··· Material to process
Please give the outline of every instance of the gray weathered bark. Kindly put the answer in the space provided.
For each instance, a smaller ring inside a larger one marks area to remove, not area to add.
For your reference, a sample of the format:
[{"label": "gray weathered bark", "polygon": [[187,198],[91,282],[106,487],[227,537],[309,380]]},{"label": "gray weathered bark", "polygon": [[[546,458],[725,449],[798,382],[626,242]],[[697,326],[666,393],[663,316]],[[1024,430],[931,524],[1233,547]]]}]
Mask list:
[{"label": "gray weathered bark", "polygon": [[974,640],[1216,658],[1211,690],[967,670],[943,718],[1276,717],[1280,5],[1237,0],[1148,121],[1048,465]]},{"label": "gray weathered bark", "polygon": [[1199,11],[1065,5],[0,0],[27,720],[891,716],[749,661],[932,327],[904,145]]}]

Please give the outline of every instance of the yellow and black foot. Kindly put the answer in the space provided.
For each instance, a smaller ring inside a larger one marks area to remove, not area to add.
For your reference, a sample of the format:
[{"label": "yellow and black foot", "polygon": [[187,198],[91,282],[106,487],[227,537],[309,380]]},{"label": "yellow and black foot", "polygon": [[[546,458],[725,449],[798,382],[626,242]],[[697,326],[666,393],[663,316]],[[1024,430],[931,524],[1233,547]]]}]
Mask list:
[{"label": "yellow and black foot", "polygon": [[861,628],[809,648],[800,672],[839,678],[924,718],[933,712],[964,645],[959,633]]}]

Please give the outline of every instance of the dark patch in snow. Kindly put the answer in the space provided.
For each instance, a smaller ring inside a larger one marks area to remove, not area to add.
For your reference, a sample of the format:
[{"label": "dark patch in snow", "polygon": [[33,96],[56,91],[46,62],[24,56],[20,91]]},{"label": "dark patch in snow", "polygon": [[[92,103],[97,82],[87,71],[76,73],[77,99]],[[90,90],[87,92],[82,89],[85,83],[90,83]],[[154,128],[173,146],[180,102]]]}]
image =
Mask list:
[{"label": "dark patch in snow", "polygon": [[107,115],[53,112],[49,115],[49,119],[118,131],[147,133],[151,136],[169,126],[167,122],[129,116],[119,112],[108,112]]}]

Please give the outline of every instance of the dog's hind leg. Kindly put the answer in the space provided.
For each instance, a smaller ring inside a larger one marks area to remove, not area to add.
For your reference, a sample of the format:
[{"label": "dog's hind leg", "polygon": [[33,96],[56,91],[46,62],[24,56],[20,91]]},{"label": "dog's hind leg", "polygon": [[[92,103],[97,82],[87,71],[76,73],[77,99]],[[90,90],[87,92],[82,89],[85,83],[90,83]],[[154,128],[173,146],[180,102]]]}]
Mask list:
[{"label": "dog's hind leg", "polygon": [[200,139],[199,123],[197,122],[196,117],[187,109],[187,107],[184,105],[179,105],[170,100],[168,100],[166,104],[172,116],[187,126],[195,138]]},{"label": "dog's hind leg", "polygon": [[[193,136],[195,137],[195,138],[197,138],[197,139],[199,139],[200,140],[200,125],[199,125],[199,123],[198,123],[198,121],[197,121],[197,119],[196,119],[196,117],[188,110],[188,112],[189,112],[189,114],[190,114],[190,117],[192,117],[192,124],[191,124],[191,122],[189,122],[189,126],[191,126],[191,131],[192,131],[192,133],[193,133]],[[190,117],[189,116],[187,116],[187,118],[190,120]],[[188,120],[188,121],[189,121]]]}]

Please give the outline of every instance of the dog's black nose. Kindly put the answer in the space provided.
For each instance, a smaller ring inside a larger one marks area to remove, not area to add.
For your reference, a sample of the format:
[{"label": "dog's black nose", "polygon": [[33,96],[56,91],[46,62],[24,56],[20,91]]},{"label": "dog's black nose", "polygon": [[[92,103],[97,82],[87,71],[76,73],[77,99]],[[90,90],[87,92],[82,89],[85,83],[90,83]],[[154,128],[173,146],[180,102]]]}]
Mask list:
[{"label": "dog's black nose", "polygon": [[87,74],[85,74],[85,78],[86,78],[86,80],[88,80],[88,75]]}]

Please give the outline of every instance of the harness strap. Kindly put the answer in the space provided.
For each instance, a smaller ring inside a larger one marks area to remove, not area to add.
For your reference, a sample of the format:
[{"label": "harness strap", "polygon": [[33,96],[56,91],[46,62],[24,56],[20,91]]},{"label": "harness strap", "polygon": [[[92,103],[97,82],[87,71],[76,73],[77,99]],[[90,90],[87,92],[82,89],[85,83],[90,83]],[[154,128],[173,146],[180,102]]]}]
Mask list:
······
Work order
Filter these records, keeping every line where the word "give" occurs.

Task answer
Please give the outline of every instance of the gray weathered bark. Kindly put the answer in the space provided.
Please give the outline of every instance of the yellow and black foot. Kindly put the answer in the space provided.
Please give the outline of every instance of the dark patch in snow. Kindly put the answer in the space provided.
Please give the outline of every instance of the dog's hind leg. Kindly put the answer in the space provided.
Please give the outline of every instance of the dog's black nose. Kindly put the answer in the space provided.
Please give the outline of every instance of the harness strap. Kindly put the answer in the space provided.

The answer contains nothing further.